Nel modo in cui Machiavelli guarda alla realtà sociale si avverte spesso un senso di divaricazione; una sproporzione tra la possibilità di capire e fare e l’accecamento entro cui gli individui e i gruppi sociali trascorrono la loro esistenza, muovono i loro appetiti, le loro ambizioni, le loro aspirazioni alla felicità, al possesso, al potere. Questa sproporzione è lo strumento euristico per la costruzione di una vera e propria psicologia sociale: la riflessione politica e la stessa costruzione di un «vivere civile» debbono per forza di cose disporsi sulla scena di un mondo dove è opportuno
presupporre tutti gli uomini rei, e che gli abbiano sempre a usare la malignità dello animo loro, qualunque volta ne abbiano libera occasione; e quando alcuna malignità sta occulta un tempo, procede da una occulta cagione, che per non si essere veduta esperienza del contrario non si conosce, ma la fa poi scoprire il tempo, il quale dicono essere padre d’ogni verità (Discorsi, I, 3, 2).
I Discorsi, del resto, prendono avvio, all’inizio del Proemio del libro I, proprio da un richiamo a «la invida natura degli uomini», che pesa su coloro che intendono «trovare modi e ordini nuovi», quasi automaticamente sottoposti al «biasimo» dello sguardo altrui. Questa categoria del biasimo, collegata a quella della maldicenza, costituisce per Machiavelli un dato essenziale nel rapporto intersoggettivo, come una pericolosa disposizione ‘negativa’ che agisce preliminarmente su ogni sguardo, su ogni giudizio, su ogni valutazione degli individui e dei gruppi umani verso qualsivoglia iniziativa.
Nello svolgersi della trattazione dei Discorsi, più volte ci si riferisce alla negatività delle disposizioni naturali degli «uomini». Così
gli uomini non operono mai nulla bene se non per necessità; ma dove la elezione abonda, e che vi si può usare licenza, si riempie subito ogni cosa di confusione e di disordine (I, 3, 5);
perché non pare agli uomini possedere sicuramente quello che l’uomo ha, se non si acquista di nuovo dell’altro (I, 5, 18);
sendo gli uomini più proni al male che al bene (I, 9, 8);
E perché la natura degli uomini è ambiziosa e sospettosa, e non sa porre modo a nessuna sua fortuna (I, 29, 8);
Vedesi per questo, ancora, quanto gli uomini stimano più la roba che gli onori (I, 37, 24);
Perché gli uomini, come diceva il re Ferrando, spesso fanno come certi minori uccelli di rapina, ne’ quali è tanto desiderio di conseguire la loro preda, a che la natura gl’incita, che non sentono uno altro maggiore uccello che sia loro sopra per ammazzarli (I, 40, 45);
perché gli uomini sono tanto inquieti che, ogni poco di porta che si apra loro alla ambizione, dimenticano subito ogni amore che gli avessero posto al principe per la umanità sua (III, 21, 15);
Perché dalla natura è dato agli uomini pigliare parte in qualunque cosa divisa, e piacergli più questa che quella (III, 27, 17).

Voci di annotazione delle coordinate:

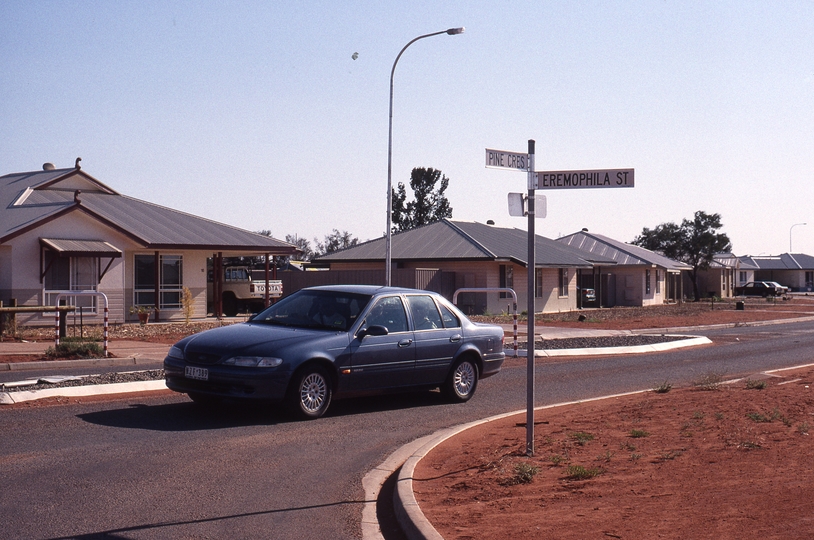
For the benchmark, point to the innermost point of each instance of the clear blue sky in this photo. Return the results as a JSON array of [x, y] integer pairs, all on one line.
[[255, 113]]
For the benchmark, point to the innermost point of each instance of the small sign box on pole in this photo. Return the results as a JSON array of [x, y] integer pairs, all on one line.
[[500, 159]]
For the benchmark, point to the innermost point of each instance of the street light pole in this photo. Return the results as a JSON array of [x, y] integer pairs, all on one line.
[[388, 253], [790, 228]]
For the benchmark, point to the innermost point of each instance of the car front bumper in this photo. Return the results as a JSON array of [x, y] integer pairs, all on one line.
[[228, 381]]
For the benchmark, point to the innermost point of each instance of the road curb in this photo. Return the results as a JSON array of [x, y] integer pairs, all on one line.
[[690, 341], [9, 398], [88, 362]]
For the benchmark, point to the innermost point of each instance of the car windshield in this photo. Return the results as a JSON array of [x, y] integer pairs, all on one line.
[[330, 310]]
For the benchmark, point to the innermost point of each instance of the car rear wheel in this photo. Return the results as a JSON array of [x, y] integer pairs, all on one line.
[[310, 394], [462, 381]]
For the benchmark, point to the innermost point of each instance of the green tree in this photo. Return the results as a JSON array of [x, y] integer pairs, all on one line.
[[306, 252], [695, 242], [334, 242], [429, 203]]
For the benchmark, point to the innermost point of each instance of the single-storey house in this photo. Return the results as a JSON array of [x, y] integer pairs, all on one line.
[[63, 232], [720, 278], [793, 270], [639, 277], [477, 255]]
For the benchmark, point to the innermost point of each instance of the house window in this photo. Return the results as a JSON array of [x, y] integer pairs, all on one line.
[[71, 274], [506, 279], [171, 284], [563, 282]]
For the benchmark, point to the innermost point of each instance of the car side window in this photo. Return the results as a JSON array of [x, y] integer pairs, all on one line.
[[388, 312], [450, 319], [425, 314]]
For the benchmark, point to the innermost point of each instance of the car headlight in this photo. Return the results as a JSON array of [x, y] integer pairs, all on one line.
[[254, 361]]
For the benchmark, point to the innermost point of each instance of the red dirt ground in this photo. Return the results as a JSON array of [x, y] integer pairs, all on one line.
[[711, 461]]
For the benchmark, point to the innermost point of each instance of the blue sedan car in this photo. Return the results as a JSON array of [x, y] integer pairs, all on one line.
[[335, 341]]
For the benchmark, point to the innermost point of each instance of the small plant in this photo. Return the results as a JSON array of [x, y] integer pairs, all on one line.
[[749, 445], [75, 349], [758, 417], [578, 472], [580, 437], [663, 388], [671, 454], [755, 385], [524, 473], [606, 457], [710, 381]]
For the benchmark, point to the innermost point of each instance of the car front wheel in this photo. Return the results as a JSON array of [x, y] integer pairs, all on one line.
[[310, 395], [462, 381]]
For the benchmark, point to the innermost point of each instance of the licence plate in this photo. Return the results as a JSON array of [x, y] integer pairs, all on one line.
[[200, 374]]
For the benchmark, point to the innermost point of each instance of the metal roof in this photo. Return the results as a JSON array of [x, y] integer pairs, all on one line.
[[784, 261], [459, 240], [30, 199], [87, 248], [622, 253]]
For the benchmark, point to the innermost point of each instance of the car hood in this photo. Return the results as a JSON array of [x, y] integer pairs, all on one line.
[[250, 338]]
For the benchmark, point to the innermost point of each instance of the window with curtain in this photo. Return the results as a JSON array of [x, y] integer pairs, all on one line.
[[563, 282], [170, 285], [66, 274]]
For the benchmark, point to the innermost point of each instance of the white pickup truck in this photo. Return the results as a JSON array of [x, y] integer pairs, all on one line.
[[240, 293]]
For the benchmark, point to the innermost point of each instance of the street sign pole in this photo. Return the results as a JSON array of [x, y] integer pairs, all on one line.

- OBIETTIVI
a – Nel testo su Machiavelli, a che cosa si richiamano i Discorsi all'inizio del Proemio del libro I?
b – Ricopia senza alcuna modifica tutto il passo del testo su Machiavelli che va da "I Discorsi, del" giù fino a "verso qualsivoglia iniziativa.".

- RISPOSTE SVOLTE
a – A «la invida natura degli uomini».

b –
I Discorsi, del resto, prendono avvio, all’inizio del Proemio del libro I, proprio da un richiamo a «la invida natura degli uomini», che pesa su coloro che intendono «trovare modi e ordini nuovi», quasi automaticamente sottoposti al «biasimo» dello sguardo altrui. Questa categoria del biasimo, collegata a quella della maldicenza, costituisce per Machiavelli un dato essenziale nel rapporto intersoggettivo, come una pericolosa disposizione ‘negativa’ che agisce preliminarmente su ogni sguardo, su ogni giudizio, su ogni valutazione degli individui e dei gruppi umani verso qualsivoglia iniziativa.